* Information shown *
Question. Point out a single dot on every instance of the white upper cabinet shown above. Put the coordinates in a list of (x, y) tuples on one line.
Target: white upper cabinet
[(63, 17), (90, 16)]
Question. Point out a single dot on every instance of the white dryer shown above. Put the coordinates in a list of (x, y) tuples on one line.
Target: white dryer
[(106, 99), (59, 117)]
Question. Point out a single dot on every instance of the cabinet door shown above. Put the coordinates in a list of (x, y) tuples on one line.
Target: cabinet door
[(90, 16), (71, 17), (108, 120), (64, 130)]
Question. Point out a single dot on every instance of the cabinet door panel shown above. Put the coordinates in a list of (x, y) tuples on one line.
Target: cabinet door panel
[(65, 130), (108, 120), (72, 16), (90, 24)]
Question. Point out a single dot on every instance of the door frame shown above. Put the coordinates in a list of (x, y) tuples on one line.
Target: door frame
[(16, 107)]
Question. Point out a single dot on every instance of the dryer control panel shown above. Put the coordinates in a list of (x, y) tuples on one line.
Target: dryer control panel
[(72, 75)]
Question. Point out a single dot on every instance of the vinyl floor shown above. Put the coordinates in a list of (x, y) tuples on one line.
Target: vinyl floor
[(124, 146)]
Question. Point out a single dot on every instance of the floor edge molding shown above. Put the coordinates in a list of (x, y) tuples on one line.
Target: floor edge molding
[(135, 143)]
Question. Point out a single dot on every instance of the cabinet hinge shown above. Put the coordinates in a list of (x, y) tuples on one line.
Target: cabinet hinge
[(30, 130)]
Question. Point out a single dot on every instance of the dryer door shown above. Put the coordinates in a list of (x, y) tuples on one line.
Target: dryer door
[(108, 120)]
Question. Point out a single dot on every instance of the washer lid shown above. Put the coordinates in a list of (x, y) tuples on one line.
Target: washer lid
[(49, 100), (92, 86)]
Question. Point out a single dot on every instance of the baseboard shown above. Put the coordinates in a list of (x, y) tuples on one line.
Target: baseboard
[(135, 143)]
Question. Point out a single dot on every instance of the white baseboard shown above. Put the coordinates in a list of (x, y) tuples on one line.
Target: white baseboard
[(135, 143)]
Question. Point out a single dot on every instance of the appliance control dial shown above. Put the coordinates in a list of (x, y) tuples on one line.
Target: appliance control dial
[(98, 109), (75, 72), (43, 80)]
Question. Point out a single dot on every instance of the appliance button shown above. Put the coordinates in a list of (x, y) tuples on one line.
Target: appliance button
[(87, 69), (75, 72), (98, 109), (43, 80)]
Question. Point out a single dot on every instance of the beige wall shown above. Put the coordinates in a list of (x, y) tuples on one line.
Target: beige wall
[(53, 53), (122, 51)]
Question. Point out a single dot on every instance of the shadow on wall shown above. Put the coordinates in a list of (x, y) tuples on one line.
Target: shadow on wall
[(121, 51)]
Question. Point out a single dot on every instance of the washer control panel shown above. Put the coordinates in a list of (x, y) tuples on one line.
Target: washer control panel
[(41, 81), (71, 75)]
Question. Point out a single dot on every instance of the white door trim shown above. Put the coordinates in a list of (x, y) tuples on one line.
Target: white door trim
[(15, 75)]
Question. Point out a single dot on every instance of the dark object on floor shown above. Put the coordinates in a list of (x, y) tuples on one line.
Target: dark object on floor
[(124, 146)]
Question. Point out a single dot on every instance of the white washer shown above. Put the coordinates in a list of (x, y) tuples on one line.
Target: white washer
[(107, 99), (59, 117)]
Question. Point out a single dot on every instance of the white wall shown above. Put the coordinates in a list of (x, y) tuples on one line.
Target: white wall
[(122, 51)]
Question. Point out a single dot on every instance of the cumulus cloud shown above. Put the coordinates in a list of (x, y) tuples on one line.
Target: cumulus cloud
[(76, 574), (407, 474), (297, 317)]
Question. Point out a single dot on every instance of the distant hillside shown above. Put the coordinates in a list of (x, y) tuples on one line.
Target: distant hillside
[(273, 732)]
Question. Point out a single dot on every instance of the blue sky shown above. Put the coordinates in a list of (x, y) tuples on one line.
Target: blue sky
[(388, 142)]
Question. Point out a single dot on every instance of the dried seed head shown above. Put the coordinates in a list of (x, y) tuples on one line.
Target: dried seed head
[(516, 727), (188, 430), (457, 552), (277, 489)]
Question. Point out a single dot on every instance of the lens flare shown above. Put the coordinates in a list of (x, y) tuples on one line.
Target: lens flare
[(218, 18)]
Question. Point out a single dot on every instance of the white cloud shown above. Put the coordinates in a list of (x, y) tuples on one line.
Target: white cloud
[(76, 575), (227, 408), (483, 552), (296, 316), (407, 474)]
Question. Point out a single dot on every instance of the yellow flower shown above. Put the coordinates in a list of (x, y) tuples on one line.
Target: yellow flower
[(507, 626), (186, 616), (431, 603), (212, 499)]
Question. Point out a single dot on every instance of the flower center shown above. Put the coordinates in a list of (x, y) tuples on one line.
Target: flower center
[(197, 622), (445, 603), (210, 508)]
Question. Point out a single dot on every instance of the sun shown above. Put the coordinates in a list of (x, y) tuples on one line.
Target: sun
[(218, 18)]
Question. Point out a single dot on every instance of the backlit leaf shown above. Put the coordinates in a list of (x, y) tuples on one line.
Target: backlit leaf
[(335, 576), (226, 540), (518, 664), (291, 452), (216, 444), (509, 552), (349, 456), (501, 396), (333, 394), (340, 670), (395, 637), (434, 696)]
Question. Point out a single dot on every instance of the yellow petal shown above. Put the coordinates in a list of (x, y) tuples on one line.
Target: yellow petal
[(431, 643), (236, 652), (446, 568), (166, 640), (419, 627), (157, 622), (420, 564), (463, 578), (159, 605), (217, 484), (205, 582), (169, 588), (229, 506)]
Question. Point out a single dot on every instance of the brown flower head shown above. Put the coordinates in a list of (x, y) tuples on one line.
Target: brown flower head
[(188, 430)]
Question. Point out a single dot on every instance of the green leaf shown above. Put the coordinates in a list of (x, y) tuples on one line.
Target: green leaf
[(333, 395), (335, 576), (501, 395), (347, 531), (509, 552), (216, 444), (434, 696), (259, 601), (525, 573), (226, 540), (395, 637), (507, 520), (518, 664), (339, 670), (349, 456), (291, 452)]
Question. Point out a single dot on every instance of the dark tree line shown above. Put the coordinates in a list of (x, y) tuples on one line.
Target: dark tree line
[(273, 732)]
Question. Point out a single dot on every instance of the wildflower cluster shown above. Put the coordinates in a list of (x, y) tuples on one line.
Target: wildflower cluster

* What you are asked to do *
Write out every line of the preceding listing that contains "wildflower".

* Result of the exercise *
Question. Point out a single dot on every instance of the wildflower cluster shown above. Put the coordinates in a list of (x, y) tuples on one line.
Target: wildflower cluster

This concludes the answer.